[Work request]: Could you set down exactly the lines of the data below, starting at the one that holds "bbox: girl's face" and ending at the one that holds "bbox: lace collar", both included, and only those?

[Provided data]:
=== Begin Enclosure ===

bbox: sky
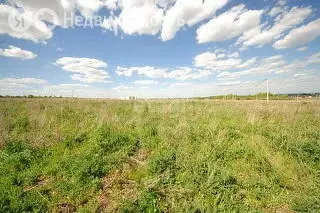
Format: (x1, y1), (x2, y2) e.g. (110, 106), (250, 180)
(0, 0), (319, 98)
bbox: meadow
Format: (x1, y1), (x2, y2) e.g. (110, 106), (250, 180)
(0, 98), (319, 213)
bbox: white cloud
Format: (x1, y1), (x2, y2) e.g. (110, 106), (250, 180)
(169, 67), (211, 80)
(294, 73), (307, 78)
(104, 0), (119, 11)
(156, 0), (176, 9)
(0, 5), (53, 42)
(236, 57), (258, 69)
(75, 0), (104, 17)
(101, 16), (120, 35)
(116, 51), (259, 82)
(268, 7), (284, 17)
(102, 0), (228, 40)
(7, 0), (71, 26)
(196, 4), (263, 43)
(240, 6), (312, 48)
(273, 19), (320, 49)
(2, 76), (319, 99)
(214, 52), (320, 81)
(0, 78), (47, 89)
(55, 57), (111, 83)
(0, 45), (37, 59)
(133, 80), (159, 85)
(1, 0), (106, 41)
(228, 52), (240, 58)
(101, 0), (164, 36)
(277, 0), (286, 6)
(8, 0), (103, 23)
(116, 66), (168, 78)
(307, 52), (320, 64)
(268, 0), (287, 17)
(194, 51), (257, 71)
(116, 65), (211, 81)
(297, 46), (308, 51)
(161, 0), (228, 41)
(216, 55), (287, 80)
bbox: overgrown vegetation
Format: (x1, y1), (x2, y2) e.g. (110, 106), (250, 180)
(0, 98), (319, 212)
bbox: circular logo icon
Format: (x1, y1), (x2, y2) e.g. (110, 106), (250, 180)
(8, 8), (59, 33)
(8, 10), (33, 33)
(34, 8), (59, 31)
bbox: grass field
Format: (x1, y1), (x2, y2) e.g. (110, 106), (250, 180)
(0, 98), (319, 212)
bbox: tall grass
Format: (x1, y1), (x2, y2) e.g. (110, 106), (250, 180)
(0, 98), (319, 212)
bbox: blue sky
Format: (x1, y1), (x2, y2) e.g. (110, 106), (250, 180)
(0, 0), (319, 98)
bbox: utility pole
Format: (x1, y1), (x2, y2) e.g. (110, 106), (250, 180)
(267, 79), (269, 104)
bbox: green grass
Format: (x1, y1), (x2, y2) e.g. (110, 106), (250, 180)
(0, 98), (319, 212)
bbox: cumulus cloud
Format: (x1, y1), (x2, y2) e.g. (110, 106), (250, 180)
(75, 0), (104, 17)
(8, 0), (103, 23)
(273, 19), (320, 49)
(1, 0), (106, 42)
(116, 66), (168, 78)
(240, 6), (312, 48)
(268, 7), (284, 17)
(194, 51), (257, 71)
(104, 0), (119, 10)
(216, 55), (287, 80)
(277, 0), (286, 6)
(0, 78), (47, 89)
(307, 52), (320, 64)
(7, 0), (71, 26)
(55, 57), (111, 83)
(101, 16), (120, 35)
(196, 4), (263, 44)
(102, 0), (228, 40)
(0, 45), (37, 59)
(0, 5), (53, 42)
(101, 0), (164, 36)
(161, 0), (228, 41)
(294, 73), (307, 78)
(215, 52), (319, 81)
(116, 51), (259, 82)
(169, 67), (212, 80)
(229, 52), (240, 58)
(298, 46), (308, 52)
(116, 66), (211, 81)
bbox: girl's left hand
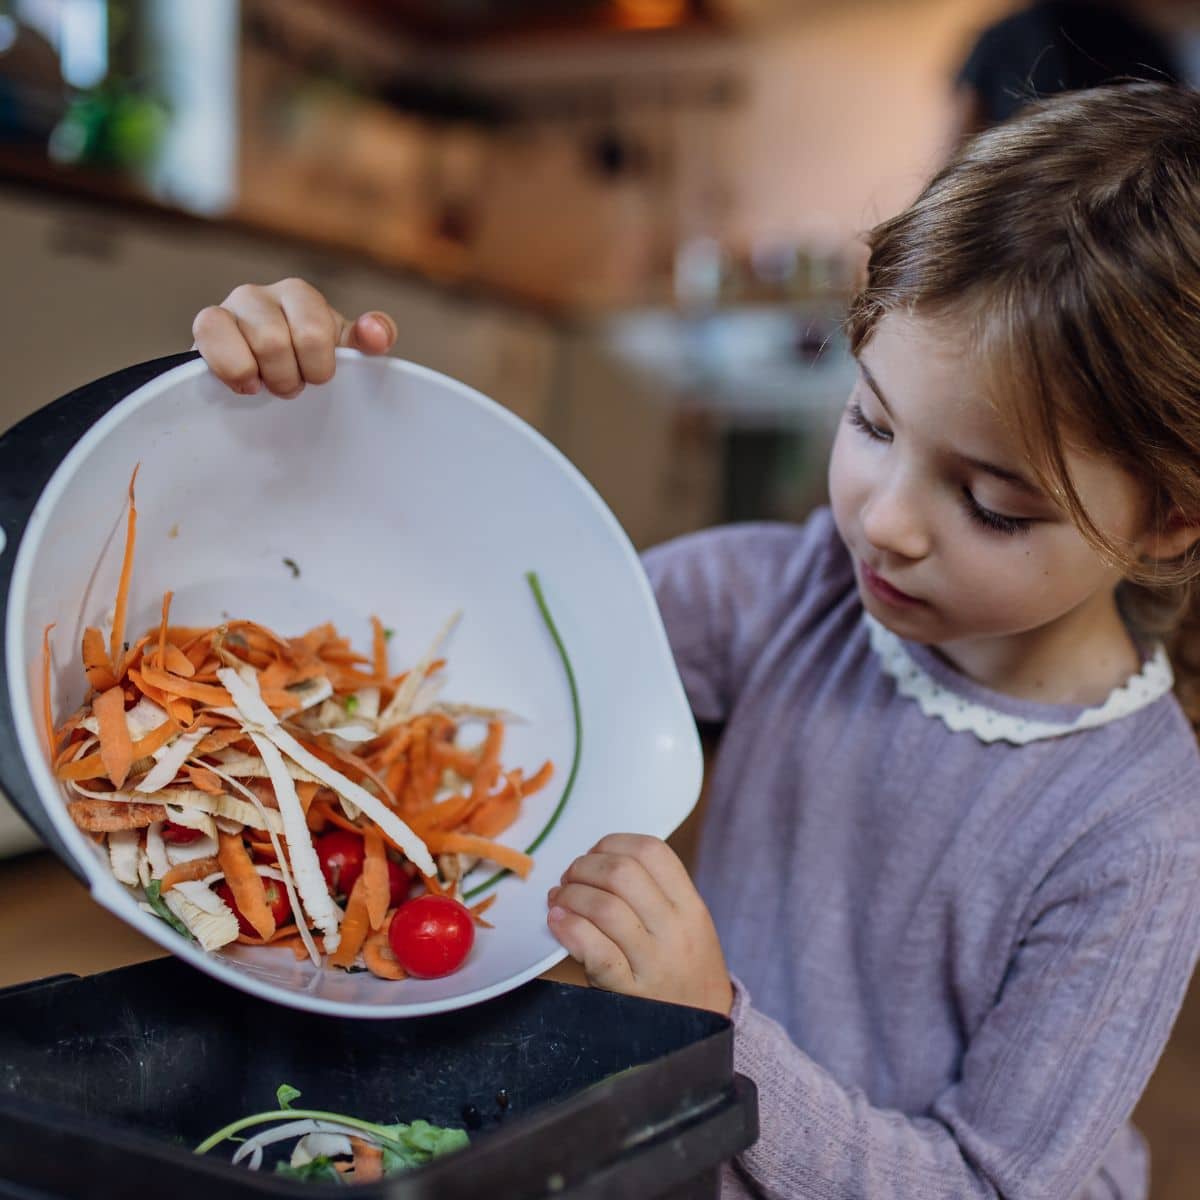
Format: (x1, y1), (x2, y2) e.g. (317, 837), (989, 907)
(547, 834), (734, 1016)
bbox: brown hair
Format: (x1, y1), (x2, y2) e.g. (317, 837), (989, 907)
(845, 83), (1200, 726)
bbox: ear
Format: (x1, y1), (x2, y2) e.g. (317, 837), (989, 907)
(1139, 506), (1200, 563)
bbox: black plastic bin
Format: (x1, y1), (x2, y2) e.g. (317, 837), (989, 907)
(0, 957), (757, 1199)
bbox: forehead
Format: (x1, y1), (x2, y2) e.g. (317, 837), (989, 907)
(857, 310), (1146, 523)
(856, 312), (1023, 450)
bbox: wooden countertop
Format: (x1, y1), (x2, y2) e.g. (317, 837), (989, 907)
(0, 850), (586, 991)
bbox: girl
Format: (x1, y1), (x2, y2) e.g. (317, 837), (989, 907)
(192, 83), (1200, 1199)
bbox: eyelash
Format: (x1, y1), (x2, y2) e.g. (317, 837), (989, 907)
(845, 402), (1034, 538)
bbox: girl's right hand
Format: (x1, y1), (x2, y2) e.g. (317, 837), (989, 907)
(192, 278), (397, 398)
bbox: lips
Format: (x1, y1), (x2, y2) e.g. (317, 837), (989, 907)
(859, 560), (923, 608)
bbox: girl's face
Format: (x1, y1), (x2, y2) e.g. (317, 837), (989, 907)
(828, 312), (1145, 650)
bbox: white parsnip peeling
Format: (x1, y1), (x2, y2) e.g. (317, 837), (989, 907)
(217, 668), (436, 877)
(249, 729), (342, 955)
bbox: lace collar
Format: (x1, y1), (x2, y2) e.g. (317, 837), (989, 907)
(865, 614), (1174, 745)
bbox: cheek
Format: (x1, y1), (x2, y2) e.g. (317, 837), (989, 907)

=== End Enclosure ===

[Response to the task]:
bbox: girl's face
Format: (x1, y1), (x2, y2) e.g. (317, 837), (989, 907)
(828, 312), (1145, 650)
bbox: white parsnip peeling
Format: (x1, y1), (x2, y2) e.g. (317, 837), (989, 907)
(217, 668), (436, 877)
(249, 729), (342, 955)
bbox: lace collar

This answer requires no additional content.